Would you please return the data below verbatim, without its pictures?

(INPUT FOR THIS TASK begins)

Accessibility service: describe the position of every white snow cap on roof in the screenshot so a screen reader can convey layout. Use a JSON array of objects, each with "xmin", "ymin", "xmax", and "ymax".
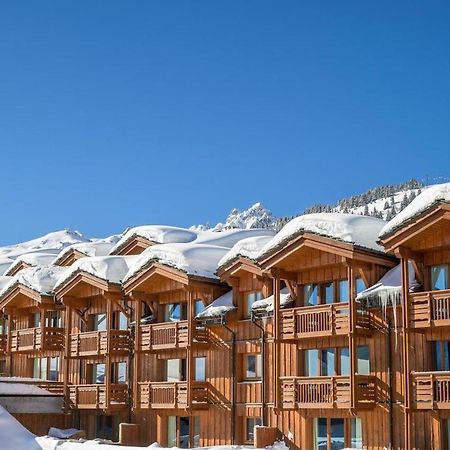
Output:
[
  {"xmin": 258, "ymin": 213, "xmax": 387, "ymax": 258},
  {"xmin": 110, "ymin": 225, "xmax": 198, "ymax": 254},
  {"xmin": 380, "ymin": 182, "xmax": 450, "ymax": 238},
  {"xmin": 196, "ymin": 290, "xmax": 235, "ymax": 319},
  {"xmin": 0, "ymin": 265, "xmax": 69, "ymax": 298},
  {"xmin": 0, "ymin": 257, "xmax": 14, "ymax": 276},
  {"xmin": 252, "ymin": 287, "xmax": 293, "ymax": 313},
  {"xmin": 54, "ymin": 240, "xmax": 119, "ymax": 265},
  {"xmin": 54, "ymin": 255, "xmax": 138, "ymax": 290},
  {"xmin": 217, "ymin": 234, "xmax": 276, "ymax": 268},
  {"xmin": 196, "ymin": 228, "xmax": 275, "ymax": 247},
  {"xmin": 124, "ymin": 243, "xmax": 230, "ymax": 282},
  {"xmin": 356, "ymin": 262, "xmax": 420, "ymax": 307},
  {"xmin": 5, "ymin": 252, "xmax": 57, "ymax": 276},
  {"xmin": 0, "ymin": 381, "xmax": 53, "ymax": 396}
]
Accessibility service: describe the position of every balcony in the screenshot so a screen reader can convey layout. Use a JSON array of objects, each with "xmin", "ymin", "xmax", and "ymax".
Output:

(INPUT FOR THIS TASK ends)

**RESPONSE:**
Accessibility service: describe the position of every white snow cap on roof in the screenshot so a screen reader can convey layout. Use a JSON array of objects, each with "xmin", "ymin", "xmax", and "ymax".
Output:
[
  {"xmin": 258, "ymin": 213, "xmax": 387, "ymax": 258},
  {"xmin": 110, "ymin": 225, "xmax": 198, "ymax": 254},
  {"xmin": 380, "ymin": 182, "xmax": 450, "ymax": 238},
  {"xmin": 196, "ymin": 290, "xmax": 235, "ymax": 319},
  {"xmin": 0, "ymin": 265, "xmax": 69, "ymax": 298},
  {"xmin": 0, "ymin": 257, "xmax": 14, "ymax": 276},
  {"xmin": 252, "ymin": 287, "xmax": 293, "ymax": 313},
  {"xmin": 54, "ymin": 240, "xmax": 119, "ymax": 265},
  {"xmin": 54, "ymin": 255, "xmax": 138, "ymax": 290},
  {"xmin": 217, "ymin": 234, "xmax": 276, "ymax": 268},
  {"xmin": 196, "ymin": 228, "xmax": 275, "ymax": 247},
  {"xmin": 124, "ymin": 243, "xmax": 230, "ymax": 282},
  {"xmin": 356, "ymin": 262, "xmax": 420, "ymax": 307},
  {"xmin": 5, "ymin": 252, "xmax": 57, "ymax": 276},
  {"xmin": 0, "ymin": 381, "xmax": 53, "ymax": 396}
]
Accessibility service: describe the position of every balcony in the screenshot so a screen reader can convey layout. Use a JSON array of objects, each with "xmin", "ymin", "xmax", and "ymax".
Output:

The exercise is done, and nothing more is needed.